Set of tasks »
a – Translate this sentence from the text on automatic differentiation into Spanish: "Automatic Differentiation (AD) can be applied on both scalar functions with one variable or functions with multiple variables."
b – Decide whether each statement agrees with the text on automatic differentiation, answering yes or no and quoting the deciding words of the text: (i) A program can be written as a combination of several functions. (ii) Calculating the derivative of a single variable is described as relatively difficult. (iii) Reverse mode starts by taking the transpose of both sides of the earlier equations.
c – Reproduce the part of the text on automatic differentiation that opens with the words containing "2. We can interpret" and closes with "is a vector.".

Document »
%%

2. We can interpret matrix-vector products as creating a linear transformation or a **map** from $R^n$ to $R^m$

### 2. Two Evaluation Modes: Forward & Reverse, Jacobian Matrix.
Automatic Differentiation (AD) can be applied on both scalar functions with one variable or functions with multiple variables. The derivative calculation of a single variable is relatively straightforward, while in situations with multiple variables, we will introduce a terminology called the Jacobian Matrix ($J$).


Let's start from a general case with $x$ is a vector.

##### 2.1 Jacobian Matrix
If $f$ is a matrix of multiple functions with multiple input variables, then denote $f$ as 

$$
f=\begin{bmatrix} f_1(x,y) \\ f_2(x,y) \end{bmatrix}
$$

Then, the derivative of matrix $f$ is called the Jacobian Matrix $J$:

$$
\begin{aligned}
  J = 
  \begin{bmatrix}
    \partial f_{1} / \partial x & \partial f_{1} / \partial y \\
    \partial f_{2} / \partial x & \partial f_{2} / \partial y
  \end{bmatrix}
\end{aligned}
$$

##### 2.2 Forward Mode
A program can be written as a combination of several functions: $f = f_1 ... f_n$. Let's set $x_0$ as a vector in $R^n$ and $x_n$ as the output vector; then each $f_i$ is the transaction function (a generalized "matrix" from the definition of matrix-vector products), and 

$$
x_1 = f_1x_0
$$
$$
x_2 = f_2x_1
$$
$$
...
$$
$$
x_n=f_nx_{n-1}.
$$
From the chain rule, we have:

$$
\dot{x_1} =  (J f_1 x_0)
$$
$$
\dot{x_2} =  (J f_2 x_1) \times \dot{x_1}
$$
$$
 ... 
 $$
$$ 
\dot{x_n} = (J f_n x_{n-1})\times \dot{x_{n-1}}. 
$$

The above process of evaluating derivatives is called **forward mode Automatic Differentiation**.




##### 2.3 Reverse Mode
If we take the transpose of both the left and right sides of equation (1),(2)...(n) above, then 

$${x_1}^\prime = (f_1x_0)^T$$
$${x_2}^\prime = (f_2x_1)^T$$
$$...$$
$${x_n}^\prime = (f_nx_{n-1})^T.$$

From the chain rule, we have:

$$ {x_{n-1}}^\prime =  (J f_n x_{n-1})^T$$
$$ {x_{n-2}}^\prime =  (J f_{n-1} x_{n-2}) \times {x_{n-1}}^\prime $$
$$ ... $$
$$ {x_0}^\prime = (J f_1 x_0)\times {x_1}^\prime. $$

The above process of evaluating derivatives is called **reverse mode Automatic Differentiation**.

%%

Data listing »

%%

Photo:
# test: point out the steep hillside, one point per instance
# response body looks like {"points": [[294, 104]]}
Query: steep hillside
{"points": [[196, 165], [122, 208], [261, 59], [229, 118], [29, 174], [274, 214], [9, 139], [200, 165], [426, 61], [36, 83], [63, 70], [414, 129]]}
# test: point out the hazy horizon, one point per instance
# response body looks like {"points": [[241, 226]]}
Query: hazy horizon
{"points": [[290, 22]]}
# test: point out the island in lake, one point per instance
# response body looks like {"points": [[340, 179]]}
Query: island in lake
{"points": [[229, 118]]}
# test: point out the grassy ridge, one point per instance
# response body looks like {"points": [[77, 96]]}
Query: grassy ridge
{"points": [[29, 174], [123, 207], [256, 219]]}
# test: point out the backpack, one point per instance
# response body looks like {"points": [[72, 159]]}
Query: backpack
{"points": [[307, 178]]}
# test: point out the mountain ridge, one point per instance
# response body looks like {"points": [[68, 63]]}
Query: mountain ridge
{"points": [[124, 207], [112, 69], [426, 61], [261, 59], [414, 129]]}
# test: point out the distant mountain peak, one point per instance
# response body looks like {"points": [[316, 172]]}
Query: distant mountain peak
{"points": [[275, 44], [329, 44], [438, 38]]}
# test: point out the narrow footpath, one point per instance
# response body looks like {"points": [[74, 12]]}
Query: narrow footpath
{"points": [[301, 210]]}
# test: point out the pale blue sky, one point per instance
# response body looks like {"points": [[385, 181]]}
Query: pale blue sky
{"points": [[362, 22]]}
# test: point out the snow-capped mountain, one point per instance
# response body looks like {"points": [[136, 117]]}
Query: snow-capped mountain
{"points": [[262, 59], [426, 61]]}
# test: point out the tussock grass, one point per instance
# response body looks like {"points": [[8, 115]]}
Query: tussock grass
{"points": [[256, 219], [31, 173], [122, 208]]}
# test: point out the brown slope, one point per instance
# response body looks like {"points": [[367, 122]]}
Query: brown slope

%%

Solutions in order »
a – La diferenciación automática (AD) puede aplicarse tanto a funciones escalares de una variable como a funciones de varias variables.

b –
(i) Yes: "A program can be written as a combination of several functions"
(ii) No: "The derivative calculation of a single variable is relatively straightforward"
(iii) Yes: "If we take the transpose of both the left and right sides of equation (1),(2)...(n) above"

c –
2. We can interpret matrix-vector products as creating a linear transformation or a **map** from $R^n$ to $R^m$

### 2. Two Evaluation Modes: Forward & Reverse, Jacobian Matrix.
Automatic Differentiation (AD) can be applied on both scalar functions with one variable or functions with multiple variables. The derivative calculation of a single variable is relatively straightforward, while in situations with multiple variables, we will introduce a terminology called the Jacobian Matrix ($J$).


Let's start from a general case with $x$ is a vector.